— START OF Source excerpt —
# Dore bar???



## toadiesop (May 25, 2007)

My moms boyfriend did the cyanide process back in the 70's and 80's. He still has a dore bar that weighs at least 5 pounds (I'll post a picture later if I can) and it's not that big so I know it's either gold or lead weight.

Obviously I know it's impossible to ask you guys how much gold you think is in it but is there an average? I know lead was used in the cycanide process like a cell, but would the lead ever be melted into the bar?

I'm just trying to explain to my mom that they might be sitting on a few POUNDS of gold.

Isn't that an exiting thought. We're going to process this bar soon anyways so I'll be sure to take lots of pics.

I'm gonna shot it and then AR. Sound about right?


----------



## Daniel (May 25, 2007)

Seems to be a pretty generic term with no standard...

http://en.wikipedia.org/wiki/Dore_bar

http://www.gold.org/pr_archive/html/bars/Categ.htm#Dore


----------



## toadiesop (May 25, 2007)

ok... PICTURE TIME!!!!

The last time I saw these I didn't know as much about gold as I know know. These things are AWESOME!!!! The second one is just gold sitting in slag.













Wish they were mine... :twisted: 

Hahahaa!! But at least I'll get to process them. He's old school and he keeps telling me cyanide is the best way. Can't wait to show him the new ways to do things. 8)


----------



## goldsilverpro (May 25, 2007)

Don't rush into this thing. 

I think I would first drill the bars and try nitric on the drillings. Try to keep the slag out of the drillings. You can break the slag off first with a welder's chipping hammer or a steel rod. Wear safety glasses or a face shield when doing this. Weigh the drillings (5 to 10 grams) first and also weigh the remaining gold powder (rinse and dry) after using nitric. If hot nitric doesn't attack the drillings, you might really have a lot of gold. 

It looks like there is a lot of silver and copper in the bar in the bottom photo. If the silver's over 10%, you'll never touch it with aqua regia. 

Do some experimentation first. Let us know the results of the experiments and maybe we can help guide you in processing the whole lot. Go slow and think things out. Talk things out with us, step by step.


----------



## Harold_V (May 25, 2007)

I'm at a loss to explain why lead would be involved with the cyanide process, one with which I am familiar, to be perfectly clear. Unless the recovered values were melted with litharge, there should be no lead present. 

You need not alter the pieces in order to make a fast determination. You can determine a great deal about the metals with chemical reagents. Test the surface with nitric acid to see if you get any reaction. If you get rapid fuming and a color change, blue or green, you're dealing with a lot of base metal----most likely copper. Schwerter's test solution will determine the presence of silver-----a lack of a green reaction with bubbling and fuming will determine if the gold content is high------assuming there is gold present. There may not be. People have a way of hoping for the best when they know better. 

Lead weighs just slightly more than half what gold does----copper is far less than half the weight, and silver and lead weigh about the same----so if these pieces aren't quite heavy, there may not be much gold present, if at all. Don't jump to conclusions. 

Keep a clear head when talking gold------don't let greed taint your thinking. Recently, here in Washington State, a fraud was perpetrated with common yellow brass. Anyone that has been around gold would have known what it was-----but greed often blinds people.
— END OF Source excerpt —
— START OF Records —
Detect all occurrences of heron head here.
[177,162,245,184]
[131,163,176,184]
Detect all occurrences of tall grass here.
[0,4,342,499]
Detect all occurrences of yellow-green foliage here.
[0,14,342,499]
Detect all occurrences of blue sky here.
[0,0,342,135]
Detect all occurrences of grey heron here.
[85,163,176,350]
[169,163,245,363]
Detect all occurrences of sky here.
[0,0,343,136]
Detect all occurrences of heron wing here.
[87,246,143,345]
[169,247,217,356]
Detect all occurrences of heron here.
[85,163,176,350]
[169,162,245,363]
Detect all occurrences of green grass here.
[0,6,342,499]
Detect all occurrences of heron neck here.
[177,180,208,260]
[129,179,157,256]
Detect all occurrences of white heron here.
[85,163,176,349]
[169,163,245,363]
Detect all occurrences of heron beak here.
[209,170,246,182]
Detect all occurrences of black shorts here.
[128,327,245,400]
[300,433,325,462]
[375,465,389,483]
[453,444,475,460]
— END OF Records —
— START OF Records —
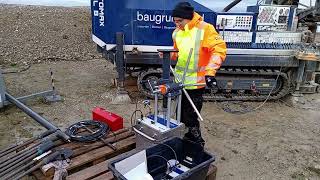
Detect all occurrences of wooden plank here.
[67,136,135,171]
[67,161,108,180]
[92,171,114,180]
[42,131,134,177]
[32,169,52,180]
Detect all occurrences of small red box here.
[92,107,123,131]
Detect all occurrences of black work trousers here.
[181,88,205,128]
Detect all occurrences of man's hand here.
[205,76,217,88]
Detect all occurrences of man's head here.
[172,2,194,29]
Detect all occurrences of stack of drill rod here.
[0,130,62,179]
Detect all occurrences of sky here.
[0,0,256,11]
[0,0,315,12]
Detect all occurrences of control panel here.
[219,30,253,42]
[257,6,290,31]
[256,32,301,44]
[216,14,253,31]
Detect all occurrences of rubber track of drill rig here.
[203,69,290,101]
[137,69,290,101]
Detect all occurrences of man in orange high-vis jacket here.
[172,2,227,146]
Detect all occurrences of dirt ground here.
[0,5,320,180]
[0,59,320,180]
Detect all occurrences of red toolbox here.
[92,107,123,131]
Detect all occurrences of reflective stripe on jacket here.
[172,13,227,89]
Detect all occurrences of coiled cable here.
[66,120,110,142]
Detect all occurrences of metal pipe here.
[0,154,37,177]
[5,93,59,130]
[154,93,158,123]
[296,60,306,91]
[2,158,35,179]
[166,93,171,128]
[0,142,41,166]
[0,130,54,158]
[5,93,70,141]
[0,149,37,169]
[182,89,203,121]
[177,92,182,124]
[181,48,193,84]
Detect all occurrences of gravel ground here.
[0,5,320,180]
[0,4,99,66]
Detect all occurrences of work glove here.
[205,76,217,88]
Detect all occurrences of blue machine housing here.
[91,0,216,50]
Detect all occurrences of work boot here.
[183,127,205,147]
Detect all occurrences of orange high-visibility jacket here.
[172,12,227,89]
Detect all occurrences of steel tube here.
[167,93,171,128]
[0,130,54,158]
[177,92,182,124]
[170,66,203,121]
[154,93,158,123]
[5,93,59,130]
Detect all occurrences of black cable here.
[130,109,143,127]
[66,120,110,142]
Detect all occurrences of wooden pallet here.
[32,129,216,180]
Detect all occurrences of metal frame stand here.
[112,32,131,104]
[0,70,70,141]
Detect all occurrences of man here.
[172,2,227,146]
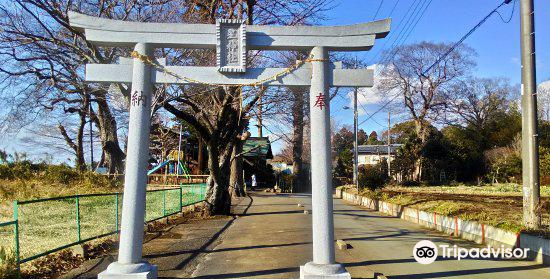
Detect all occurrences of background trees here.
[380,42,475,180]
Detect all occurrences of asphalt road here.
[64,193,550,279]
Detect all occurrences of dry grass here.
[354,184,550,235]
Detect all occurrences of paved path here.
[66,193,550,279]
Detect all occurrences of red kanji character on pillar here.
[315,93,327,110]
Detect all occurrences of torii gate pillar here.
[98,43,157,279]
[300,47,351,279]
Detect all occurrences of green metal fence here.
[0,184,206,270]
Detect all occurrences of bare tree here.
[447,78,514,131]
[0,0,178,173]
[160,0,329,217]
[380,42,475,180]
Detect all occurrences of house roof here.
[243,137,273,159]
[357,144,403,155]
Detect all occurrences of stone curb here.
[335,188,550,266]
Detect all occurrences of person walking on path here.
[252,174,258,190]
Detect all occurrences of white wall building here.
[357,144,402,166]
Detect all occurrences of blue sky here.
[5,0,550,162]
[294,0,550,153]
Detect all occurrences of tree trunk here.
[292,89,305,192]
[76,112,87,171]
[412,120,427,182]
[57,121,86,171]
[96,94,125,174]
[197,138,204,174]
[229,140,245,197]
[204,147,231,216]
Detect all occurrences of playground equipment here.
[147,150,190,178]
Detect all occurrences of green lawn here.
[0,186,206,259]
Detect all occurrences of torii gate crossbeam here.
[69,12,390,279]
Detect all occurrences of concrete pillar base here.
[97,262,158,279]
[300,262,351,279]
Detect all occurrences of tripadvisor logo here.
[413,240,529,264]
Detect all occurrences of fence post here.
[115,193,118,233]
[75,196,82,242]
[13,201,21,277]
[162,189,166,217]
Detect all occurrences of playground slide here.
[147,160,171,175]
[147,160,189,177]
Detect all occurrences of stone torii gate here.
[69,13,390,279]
— END OF Records —
* What is required: Quote the dore bar thread starting at "Obviously I know" and ending at "lots of pics.". The data above come from a separate source, unrelated to the dore bar thread.

* Finished answer:
Obviously I know it's impossible to ask you guys how much gold you think is in it but is there an average? I know lead was used in the cycanide process like a cell, but would the lead ever be melted into the bar?

I'm just trying to explain to my mom that they might be sitting on a few POUNDS of gold.

Isn't that an exiting thought. We're going to process this bar soon anyways so I'll be sure to take lots of pics.